## EXERCISE DESCRIPTION
Give back only the lines in the records below from the one with "Sample output: point(61, 18)" to the one with "Target: green tree", both inclusive, word for word.

## SOURCE RECORDS
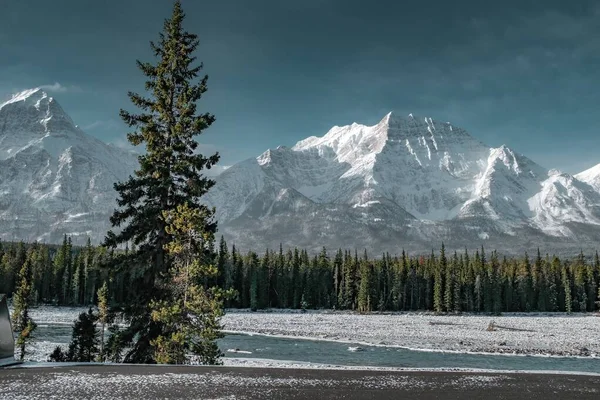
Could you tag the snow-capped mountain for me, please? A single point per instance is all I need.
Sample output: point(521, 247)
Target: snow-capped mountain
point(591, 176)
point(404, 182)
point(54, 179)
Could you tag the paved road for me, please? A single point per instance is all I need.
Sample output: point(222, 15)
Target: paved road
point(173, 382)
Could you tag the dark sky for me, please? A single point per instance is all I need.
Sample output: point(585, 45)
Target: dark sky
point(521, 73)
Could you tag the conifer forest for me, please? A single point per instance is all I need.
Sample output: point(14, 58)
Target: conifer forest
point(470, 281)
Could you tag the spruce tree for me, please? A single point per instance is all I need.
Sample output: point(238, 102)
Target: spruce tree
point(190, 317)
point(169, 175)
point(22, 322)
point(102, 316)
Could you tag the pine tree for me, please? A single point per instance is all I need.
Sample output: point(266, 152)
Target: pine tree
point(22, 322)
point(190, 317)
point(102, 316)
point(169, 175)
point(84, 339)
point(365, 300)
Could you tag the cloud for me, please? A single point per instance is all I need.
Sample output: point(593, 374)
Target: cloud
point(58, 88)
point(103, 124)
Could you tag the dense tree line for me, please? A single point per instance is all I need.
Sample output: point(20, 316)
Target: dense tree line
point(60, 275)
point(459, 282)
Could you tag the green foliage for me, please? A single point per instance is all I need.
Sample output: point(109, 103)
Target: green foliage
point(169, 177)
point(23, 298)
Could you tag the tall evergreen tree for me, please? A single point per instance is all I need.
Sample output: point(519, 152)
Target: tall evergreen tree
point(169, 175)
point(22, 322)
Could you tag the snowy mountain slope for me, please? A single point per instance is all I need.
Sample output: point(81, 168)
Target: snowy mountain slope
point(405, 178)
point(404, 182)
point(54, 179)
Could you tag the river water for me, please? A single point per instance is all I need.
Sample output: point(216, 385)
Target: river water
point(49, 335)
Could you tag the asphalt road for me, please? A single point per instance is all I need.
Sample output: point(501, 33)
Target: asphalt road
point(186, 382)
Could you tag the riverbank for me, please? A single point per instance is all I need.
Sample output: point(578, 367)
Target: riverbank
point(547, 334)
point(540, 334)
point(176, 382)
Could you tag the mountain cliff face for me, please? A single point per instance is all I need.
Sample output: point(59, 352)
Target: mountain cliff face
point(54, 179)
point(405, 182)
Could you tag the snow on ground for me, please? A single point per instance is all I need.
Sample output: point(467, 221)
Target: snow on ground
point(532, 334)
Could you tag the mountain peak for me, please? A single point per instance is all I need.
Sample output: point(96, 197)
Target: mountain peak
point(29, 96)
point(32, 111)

---

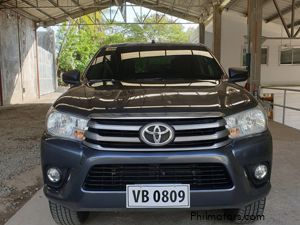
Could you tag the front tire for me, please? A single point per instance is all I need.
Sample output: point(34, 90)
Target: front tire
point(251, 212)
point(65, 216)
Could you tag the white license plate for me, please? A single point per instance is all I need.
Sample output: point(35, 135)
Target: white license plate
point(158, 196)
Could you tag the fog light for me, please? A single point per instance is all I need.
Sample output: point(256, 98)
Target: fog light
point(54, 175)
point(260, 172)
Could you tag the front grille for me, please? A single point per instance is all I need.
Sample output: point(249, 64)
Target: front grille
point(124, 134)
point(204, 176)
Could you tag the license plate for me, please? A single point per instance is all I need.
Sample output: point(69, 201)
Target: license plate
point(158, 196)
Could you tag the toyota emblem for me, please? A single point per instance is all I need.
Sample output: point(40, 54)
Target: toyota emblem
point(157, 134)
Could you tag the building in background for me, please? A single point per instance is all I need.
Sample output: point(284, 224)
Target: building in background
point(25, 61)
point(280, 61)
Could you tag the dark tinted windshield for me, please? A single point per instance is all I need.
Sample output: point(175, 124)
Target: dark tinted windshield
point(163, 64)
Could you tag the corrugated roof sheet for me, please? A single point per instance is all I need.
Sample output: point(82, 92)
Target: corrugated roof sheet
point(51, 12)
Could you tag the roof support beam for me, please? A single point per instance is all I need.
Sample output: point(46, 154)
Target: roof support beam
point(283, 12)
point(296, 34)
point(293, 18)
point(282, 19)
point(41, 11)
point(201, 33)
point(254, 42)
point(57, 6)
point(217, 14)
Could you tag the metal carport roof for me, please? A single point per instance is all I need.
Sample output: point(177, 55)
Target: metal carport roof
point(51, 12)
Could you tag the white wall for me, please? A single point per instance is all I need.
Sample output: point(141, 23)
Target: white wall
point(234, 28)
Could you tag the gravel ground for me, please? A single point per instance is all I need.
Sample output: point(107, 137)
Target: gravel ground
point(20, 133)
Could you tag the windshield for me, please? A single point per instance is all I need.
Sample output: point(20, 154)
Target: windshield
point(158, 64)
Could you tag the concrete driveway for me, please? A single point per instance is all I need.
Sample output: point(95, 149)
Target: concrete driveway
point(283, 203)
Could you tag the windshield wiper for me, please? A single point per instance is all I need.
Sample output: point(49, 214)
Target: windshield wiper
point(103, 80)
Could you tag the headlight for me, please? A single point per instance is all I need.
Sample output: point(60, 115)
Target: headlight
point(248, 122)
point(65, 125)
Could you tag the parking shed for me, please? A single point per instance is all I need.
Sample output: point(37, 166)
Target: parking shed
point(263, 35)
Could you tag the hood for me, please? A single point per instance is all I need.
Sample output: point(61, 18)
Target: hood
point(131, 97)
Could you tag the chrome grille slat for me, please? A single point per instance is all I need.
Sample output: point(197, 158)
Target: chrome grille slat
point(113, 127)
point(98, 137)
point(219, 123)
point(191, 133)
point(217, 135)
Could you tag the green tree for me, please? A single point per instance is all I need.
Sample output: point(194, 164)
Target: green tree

## REPLY
Sample output: point(61, 18)
Target: hood
point(131, 97)
Could you tag the chrome grille slat for me, please? A single point per instance is all I need.
Sample output: point(197, 158)
Target: chrome grille slat
point(113, 127)
point(98, 137)
point(219, 123)
point(191, 133)
point(217, 135)
Could you tag the green tree for me, please? A single point per instance is all I need.
Sample output: point(194, 164)
Target: green tree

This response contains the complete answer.